**TRECHO SELECIONADO**

Esses acontecimentos fizeram o filme perder força, mas isso não seria um problema se o enredo fosse especial. Não entendam mal, a premissa é um diferencial da Pixar – essa ideia de criaturas do universo de RPG vivendo uma sociedade parecida com a nossa abre um leque de possibilidades. O toque tão pessoal do diretor Dan Scanlon — que baseou a animação em sua vida com o irmão — poderia arrancar lágrimas do espectador. Dá para notar que ele quis fazer um trabalho genuíno e sincero, mas ficou faltando tempero. Nenhum dos personagens teve uma chance real de desenvolvimento o suficiente para ter uma conexão com eles. Foi apressado, clichê e previsível. Ao final do terceiro ato, o filme tenta puxar a atenção para dentro e quase acontece, mas simplesmente não foi suficiente.
O tempo todo senti que os protagonistas só estavam tentando escapar dos problemas que causavam – havia um sentimento de irmandade ali, mas como foi dito acima, Ian e Barley não mostraram mais do que seus personagens pediam para desenvolver a trama. É uma pena, pois o filme desperdiça um potencial incrível de storytelling.

**Registros de uma fonte de dados**
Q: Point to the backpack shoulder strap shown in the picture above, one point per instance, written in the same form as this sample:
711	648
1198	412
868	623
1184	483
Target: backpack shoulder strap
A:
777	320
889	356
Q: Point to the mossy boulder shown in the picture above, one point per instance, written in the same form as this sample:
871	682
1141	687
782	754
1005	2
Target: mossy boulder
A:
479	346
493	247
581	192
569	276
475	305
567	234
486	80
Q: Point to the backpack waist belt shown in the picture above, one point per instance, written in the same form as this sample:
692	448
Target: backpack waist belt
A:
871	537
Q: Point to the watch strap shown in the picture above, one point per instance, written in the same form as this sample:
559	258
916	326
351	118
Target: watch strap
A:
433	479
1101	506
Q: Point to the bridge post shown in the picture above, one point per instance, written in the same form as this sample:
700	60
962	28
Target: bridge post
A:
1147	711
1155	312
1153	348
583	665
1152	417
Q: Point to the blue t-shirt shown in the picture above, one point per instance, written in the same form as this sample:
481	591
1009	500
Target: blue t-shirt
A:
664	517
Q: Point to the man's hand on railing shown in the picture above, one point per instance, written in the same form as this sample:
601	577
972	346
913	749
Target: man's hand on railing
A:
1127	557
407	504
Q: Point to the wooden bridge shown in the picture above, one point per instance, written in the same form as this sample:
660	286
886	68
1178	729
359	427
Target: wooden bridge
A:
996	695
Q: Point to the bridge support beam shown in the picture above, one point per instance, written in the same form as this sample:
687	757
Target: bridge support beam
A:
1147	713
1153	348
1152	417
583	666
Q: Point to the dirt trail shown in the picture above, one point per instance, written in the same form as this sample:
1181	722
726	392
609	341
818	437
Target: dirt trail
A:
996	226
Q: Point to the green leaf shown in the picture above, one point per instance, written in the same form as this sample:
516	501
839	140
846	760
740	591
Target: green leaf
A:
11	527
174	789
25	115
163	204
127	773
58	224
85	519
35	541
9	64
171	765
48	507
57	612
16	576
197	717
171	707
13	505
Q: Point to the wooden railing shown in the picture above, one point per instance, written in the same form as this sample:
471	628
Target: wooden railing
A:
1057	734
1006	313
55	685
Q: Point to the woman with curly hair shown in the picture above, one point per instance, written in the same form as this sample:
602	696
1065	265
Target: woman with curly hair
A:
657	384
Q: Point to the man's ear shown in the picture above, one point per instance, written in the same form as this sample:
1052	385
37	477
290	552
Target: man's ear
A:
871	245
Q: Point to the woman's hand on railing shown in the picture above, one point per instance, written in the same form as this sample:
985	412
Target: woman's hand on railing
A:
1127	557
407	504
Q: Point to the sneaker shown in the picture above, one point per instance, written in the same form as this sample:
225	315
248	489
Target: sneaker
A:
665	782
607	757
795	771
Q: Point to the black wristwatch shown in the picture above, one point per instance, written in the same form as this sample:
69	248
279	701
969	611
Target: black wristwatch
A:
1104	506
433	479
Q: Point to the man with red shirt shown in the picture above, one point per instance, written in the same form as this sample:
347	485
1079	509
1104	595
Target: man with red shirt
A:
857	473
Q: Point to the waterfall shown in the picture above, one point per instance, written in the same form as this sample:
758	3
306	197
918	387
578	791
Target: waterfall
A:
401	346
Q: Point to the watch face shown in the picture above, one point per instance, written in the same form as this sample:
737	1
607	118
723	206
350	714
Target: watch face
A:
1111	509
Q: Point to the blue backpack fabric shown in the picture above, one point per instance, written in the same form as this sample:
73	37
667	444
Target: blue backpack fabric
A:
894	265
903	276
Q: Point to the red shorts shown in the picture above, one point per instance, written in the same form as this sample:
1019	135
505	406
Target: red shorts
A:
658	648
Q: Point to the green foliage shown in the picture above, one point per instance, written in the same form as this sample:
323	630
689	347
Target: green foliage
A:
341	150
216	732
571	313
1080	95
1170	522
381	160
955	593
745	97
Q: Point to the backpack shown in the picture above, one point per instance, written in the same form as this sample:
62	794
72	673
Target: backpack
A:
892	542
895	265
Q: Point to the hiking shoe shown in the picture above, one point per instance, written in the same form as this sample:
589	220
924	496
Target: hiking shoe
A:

**EXERCÍCIO PROPOSTO A**
No trecho da crítica de cinema, em que o diretor Dan Scanlon baseou a animação?
**EXERCÍCIO PROPOSTO B**
Continue o trecho da crítica de cinema a partir da última frase apresentada.
Os registros são material independente do trecho da crítica de cinema.

**RESPOSTA ESPERADA A**
Em sua vida com o irmão.

**RESPOSTA ESPERADA B**
Para citar um exemplo do estúdio, Up: Altas Aventuras apresenta uma das aberturas mais lindas de todos os tempos. Em poucos minutos você conhece toda a trajetória de Carl e Ellie e o que torna as cenas ainda mais sensacionais é o fato delas não possuírem diálogo. Em apenas 4 minutos você tem um personagem com um passado e uma motivação comovente. Dois Irmãos: Uma Jornada Fantástica não teve isso. Ao fim do filme ainda senti que não conhecia o pai dos garotos, e isso é frustrante, já que ficamos o tempo todo torcendo para que os irmãos se reúnam com ele. A relação dos meninos também teve poucos elementos explorados: existe apenas uma determinada cena de flashback em que é possível ter uma noção do relacionamento deles durante a vida.
Com relação aos outros personagens o cenário não é diferente – a Manticora entrega uns poucos momentos de humor e Laurel é a que mais mostra camadas, sendo uma mãe flexível, mas que nunca negligencia seus filhos, lutado pelo bem-estar deles a todo momento.
Para ser sincera, na primeira vez que assisti ao trailer de Dois Irmãos: Uma Jornada Fantástica, esperava que o próprio universo do filme fosse um personagem, tal qual Zootopia foi – aquela cidade gigantesca que poderia criar qualquer história. No entanto, aqui o universo é limitado e não explora as mitologias como deveria.
Dois Irmãos: Uma Jornada Fantástica é uma animação com qualidade visual e tem o fator Pixar de qualidade, porém passa longe de ser uma dos melhores trabalhos de seu catálogo – tornou-se esquecível.